▶ PROVIDED RECORDS
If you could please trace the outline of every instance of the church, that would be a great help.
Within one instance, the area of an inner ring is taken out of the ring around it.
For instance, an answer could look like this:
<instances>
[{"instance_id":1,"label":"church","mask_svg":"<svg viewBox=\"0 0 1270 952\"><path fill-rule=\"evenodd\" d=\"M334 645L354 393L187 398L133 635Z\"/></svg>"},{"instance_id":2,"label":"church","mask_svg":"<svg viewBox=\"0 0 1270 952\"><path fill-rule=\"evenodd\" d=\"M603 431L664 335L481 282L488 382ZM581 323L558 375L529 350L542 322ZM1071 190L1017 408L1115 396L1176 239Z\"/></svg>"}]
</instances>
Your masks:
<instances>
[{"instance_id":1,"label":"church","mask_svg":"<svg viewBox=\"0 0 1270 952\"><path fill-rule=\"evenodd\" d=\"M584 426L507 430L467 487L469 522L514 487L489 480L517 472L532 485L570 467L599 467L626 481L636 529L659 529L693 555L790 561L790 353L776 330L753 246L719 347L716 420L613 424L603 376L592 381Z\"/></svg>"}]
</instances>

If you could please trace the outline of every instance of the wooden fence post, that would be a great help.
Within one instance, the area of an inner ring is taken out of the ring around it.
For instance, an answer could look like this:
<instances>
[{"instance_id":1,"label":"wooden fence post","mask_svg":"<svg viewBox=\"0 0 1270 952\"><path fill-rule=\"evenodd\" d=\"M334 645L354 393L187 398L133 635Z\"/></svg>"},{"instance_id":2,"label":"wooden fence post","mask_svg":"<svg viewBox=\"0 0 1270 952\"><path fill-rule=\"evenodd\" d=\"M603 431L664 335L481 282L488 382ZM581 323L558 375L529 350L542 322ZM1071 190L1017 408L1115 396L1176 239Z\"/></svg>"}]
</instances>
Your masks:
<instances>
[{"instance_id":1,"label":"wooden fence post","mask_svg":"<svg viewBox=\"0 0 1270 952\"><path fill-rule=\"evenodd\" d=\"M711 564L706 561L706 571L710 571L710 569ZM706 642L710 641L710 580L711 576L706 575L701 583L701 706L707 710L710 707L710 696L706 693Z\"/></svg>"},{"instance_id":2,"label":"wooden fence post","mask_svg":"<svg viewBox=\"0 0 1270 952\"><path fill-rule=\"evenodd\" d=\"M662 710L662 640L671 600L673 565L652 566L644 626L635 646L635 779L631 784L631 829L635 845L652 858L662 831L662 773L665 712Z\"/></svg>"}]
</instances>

▶ EXERCISE PROMPT
Can you give these items again with "trace the outline of" swapped for "draw a polygon around" and nothing else changed?

▶ THE SOLUTION
If you could please draw a polygon around every instance of the church, that would be a great help.
Within one instance, the area of an inner ring is taken out of the ring around it.
For instance, an answer could look like this:
<instances>
[{"instance_id":1,"label":"church","mask_svg":"<svg viewBox=\"0 0 1270 952\"><path fill-rule=\"evenodd\" d=\"M334 645L354 393L187 398L133 635Z\"/></svg>"},{"instance_id":2,"label":"church","mask_svg":"<svg viewBox=\"0 0 1270 952\"><path fill-rule=\"evenodd\" d=\"M603 431L664 335L481 282L488 382ZM581 323L558 375L529 350L542 322ZM1071 190L1017 408L1115 396L1176 239Z\"/></svg>"}]
</instances>
Your masks:
<instances>
[{"instance_id":1,"label":"church","mask_svg":"<svg viewBox=\"0 0 1270 952\"><path fill-rule=\"evenodd\" d=\"M584 426L507 430L467 487L469 522L514 487L489 480L517 472L532 485L570 467L599 467L626 481L636 529L659 529L693 555L790 561L790 353L776 330L753 246L719 347L716 420L613 424L603 376L592 381Z\"/></svg>"}]
</instances>

If you could please draw a polygon around every instance of the wooden fence post, that would be a great help.
Within one instance, the area of an inner ring is taken out of the ring around it.
For instance, an answer could look like this:
<instances>
[{"instance_id":1,"label":"wooden fence post","mask_svg":"<svg viewBox=\"0 0 1270 952\"><path fill-rule=\"evenodd\" d=\"M334 645L354 393L187 398L133 635Z\"/></svg>"},{"instance_id":2,"label":"wooden fence post","mask_svg":"<svg viewBox=\"0 0 1270 952\"><path fill-rule=\"evenodd\" d=\"M603 431L664 335L481 282L488 382ZM581 323L558 375L529 350L542 322ZM1071 190L1017 408L1115 396L1176 239Z\"/></svg>"}]
</instances>
Your masks:
<instances>
[{"instance_id":1,"label":"wooden fence post","mask_svg":"<svg viewBox=\"0 0 1270 952\"><path fill-rule=\"evenodd\" d=\"M711 564L706 561L706 571L710 571L710 569ZM706 642L710 641L710 580L711 576L706 575L701 583L701 706L707 710L710 707L710 696L706 693Z\"/></svg>"},{"instance_id":2,"label":"wooden fence post","mask_svg":"<svg viewBox=\"0 0 1270 952\"><path fill-rule=\"evenodd\" d=\"M662 710L662 640L671 600L673 565L652 566L644 626L635 646L635 779L631 784L631 829L635 845L652 858L662 831L662 773L665 712Z\"/></svg>"}]
</instances>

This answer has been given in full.